SOURCE EXTRACT:
Wednesday, September 1

Hawking's Black Holes Paradox




Netta Engelhardt puzzles over the fates of black holes in her office at 
the Massachusetts Institute of Technology.

In 1974, Stephen Hawking calculated that black holes’ secrets die with them. Random quantum jitter on the spherical outer boundary, or “event horizon,” of a black hole will cause the hole to radiate particles and slowly shrink to nothing. Any record of the star whose violent contraction formed the black hole — and whatever else got swallowed up after — then seemed to be permanently lost.

Hawking’s calculation posed a paradox — the infamous “black hole information paradox” — that has motivated research in fundamental physics ever since. On the one hand, quantum mechanics, the rulebook for particles, says that information about particles’ past states gets carried forward as they evolve — a bedrock principle called “unitarity.” 

But black holes take their cues from general relativity, the theory that space and time form a bendy fabric and gravity is the fabric’s curves. Hawking had tried to apply quantum mechanics to particles near a black hole’s periphery, and saw unitarity break down.

SOURCE RECORDS:
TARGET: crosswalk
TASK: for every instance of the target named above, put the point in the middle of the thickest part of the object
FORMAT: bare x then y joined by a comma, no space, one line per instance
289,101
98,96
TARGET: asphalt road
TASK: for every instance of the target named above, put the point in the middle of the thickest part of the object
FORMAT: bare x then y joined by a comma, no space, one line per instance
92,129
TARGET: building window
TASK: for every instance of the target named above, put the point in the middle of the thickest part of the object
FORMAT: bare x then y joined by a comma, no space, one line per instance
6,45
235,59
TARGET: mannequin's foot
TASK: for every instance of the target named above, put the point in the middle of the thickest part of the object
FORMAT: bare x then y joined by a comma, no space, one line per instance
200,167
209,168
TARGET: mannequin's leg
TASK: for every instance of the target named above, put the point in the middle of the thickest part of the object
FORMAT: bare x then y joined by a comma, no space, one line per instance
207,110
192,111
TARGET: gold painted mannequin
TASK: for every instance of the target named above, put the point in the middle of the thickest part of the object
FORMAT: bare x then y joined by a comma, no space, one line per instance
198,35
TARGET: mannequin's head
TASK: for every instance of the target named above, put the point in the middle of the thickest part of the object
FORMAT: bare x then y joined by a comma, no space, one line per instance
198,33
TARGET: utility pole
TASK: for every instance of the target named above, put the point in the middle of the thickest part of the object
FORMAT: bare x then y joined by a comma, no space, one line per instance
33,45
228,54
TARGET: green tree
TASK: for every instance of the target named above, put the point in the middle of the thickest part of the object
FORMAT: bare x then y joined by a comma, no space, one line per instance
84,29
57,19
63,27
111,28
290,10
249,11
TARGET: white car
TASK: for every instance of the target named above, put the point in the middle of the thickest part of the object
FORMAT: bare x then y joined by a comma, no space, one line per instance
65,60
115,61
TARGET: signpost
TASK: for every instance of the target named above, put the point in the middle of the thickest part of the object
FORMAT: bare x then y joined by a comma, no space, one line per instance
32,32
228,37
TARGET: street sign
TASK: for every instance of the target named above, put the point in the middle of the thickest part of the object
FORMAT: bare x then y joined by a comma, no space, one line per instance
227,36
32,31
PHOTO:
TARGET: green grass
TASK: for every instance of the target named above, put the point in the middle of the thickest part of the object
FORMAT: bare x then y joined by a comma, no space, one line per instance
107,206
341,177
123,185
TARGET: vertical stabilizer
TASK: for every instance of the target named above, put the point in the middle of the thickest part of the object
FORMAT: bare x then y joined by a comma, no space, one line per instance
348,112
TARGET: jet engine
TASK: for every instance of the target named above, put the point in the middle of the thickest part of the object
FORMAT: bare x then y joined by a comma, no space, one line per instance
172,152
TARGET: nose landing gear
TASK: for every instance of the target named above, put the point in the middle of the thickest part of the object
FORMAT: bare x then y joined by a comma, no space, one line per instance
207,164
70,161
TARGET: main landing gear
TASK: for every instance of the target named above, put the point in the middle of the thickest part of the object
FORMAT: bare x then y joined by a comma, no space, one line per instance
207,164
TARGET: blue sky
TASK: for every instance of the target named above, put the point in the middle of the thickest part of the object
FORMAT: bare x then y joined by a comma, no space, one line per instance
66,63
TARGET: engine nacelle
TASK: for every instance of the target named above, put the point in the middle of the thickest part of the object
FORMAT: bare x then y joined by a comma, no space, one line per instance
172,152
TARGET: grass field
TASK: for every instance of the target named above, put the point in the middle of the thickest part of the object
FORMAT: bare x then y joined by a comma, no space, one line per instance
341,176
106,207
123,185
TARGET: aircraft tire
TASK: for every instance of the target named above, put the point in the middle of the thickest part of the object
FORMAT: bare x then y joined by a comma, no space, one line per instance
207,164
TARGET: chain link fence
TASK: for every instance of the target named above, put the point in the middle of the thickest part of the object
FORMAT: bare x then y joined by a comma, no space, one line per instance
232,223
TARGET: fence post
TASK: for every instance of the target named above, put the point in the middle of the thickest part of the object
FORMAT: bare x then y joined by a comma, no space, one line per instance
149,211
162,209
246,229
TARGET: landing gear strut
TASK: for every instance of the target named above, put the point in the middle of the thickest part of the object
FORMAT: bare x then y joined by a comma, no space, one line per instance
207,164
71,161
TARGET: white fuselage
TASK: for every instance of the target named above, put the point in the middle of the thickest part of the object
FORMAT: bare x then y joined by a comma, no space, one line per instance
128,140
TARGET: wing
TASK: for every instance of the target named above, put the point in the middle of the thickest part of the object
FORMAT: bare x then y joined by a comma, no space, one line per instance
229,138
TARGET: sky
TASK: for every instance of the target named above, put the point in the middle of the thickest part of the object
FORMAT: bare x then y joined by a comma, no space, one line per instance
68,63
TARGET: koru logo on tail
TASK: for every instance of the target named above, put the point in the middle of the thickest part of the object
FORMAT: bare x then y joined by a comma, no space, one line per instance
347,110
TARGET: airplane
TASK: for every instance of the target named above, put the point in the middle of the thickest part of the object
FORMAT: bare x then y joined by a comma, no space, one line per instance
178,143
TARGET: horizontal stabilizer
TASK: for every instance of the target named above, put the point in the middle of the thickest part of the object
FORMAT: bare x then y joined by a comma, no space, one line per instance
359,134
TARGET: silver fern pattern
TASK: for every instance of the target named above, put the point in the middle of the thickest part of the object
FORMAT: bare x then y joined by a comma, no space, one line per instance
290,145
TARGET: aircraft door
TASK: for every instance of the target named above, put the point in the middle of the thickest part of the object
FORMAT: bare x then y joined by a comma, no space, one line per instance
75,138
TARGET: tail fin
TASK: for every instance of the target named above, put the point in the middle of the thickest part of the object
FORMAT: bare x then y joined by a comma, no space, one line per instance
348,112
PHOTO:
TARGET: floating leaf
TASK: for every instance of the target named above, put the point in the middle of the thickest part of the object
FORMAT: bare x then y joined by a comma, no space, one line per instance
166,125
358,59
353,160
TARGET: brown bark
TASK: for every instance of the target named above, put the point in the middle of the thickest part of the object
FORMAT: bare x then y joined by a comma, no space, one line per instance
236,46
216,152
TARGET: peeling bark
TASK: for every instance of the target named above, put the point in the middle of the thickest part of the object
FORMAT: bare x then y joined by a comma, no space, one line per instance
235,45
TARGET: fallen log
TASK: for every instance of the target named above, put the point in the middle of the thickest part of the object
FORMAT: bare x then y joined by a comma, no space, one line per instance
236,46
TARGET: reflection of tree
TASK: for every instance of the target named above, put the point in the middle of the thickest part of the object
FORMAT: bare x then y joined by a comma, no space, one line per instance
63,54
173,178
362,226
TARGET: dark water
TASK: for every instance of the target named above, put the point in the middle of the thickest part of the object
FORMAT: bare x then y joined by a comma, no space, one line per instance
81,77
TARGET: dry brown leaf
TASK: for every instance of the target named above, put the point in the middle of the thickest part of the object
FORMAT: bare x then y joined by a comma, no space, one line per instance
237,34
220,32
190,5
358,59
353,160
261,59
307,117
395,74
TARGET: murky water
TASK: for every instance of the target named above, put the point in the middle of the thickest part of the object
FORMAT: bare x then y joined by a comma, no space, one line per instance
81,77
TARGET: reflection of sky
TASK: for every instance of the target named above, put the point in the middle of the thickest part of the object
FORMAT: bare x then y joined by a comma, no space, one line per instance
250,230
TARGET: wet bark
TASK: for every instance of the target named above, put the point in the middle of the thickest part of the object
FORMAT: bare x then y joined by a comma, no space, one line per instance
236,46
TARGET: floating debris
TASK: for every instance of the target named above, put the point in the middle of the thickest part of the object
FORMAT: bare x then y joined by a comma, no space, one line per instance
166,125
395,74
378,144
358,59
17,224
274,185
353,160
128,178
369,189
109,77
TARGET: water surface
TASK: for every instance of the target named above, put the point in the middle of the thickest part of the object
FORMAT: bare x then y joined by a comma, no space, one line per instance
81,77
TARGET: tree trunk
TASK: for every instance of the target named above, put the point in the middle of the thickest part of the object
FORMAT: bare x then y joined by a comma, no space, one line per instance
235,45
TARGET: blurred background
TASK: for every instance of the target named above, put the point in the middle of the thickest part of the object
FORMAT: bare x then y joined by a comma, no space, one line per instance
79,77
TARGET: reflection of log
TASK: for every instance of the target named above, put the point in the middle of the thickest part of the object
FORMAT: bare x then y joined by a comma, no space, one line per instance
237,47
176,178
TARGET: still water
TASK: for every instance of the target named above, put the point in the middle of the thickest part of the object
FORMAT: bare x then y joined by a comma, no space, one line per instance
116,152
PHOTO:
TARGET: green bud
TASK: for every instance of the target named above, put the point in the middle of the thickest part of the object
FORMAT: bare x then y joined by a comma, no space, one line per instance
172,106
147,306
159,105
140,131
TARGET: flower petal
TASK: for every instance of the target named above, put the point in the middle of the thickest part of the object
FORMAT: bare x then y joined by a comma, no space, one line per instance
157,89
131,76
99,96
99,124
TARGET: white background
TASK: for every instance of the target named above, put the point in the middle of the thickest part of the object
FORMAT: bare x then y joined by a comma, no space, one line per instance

WHAT YOU WILL DO:
A: What name does the black hole article give to the principle that information about particles' past states gets carried forward as they evolve?
B: Count the lines in the records that contain the string "background", and give only the number.
The black hole article and the records have no connection to each other.

PROBLEM SOLUTIONS:
A: Unitarity.

B: 2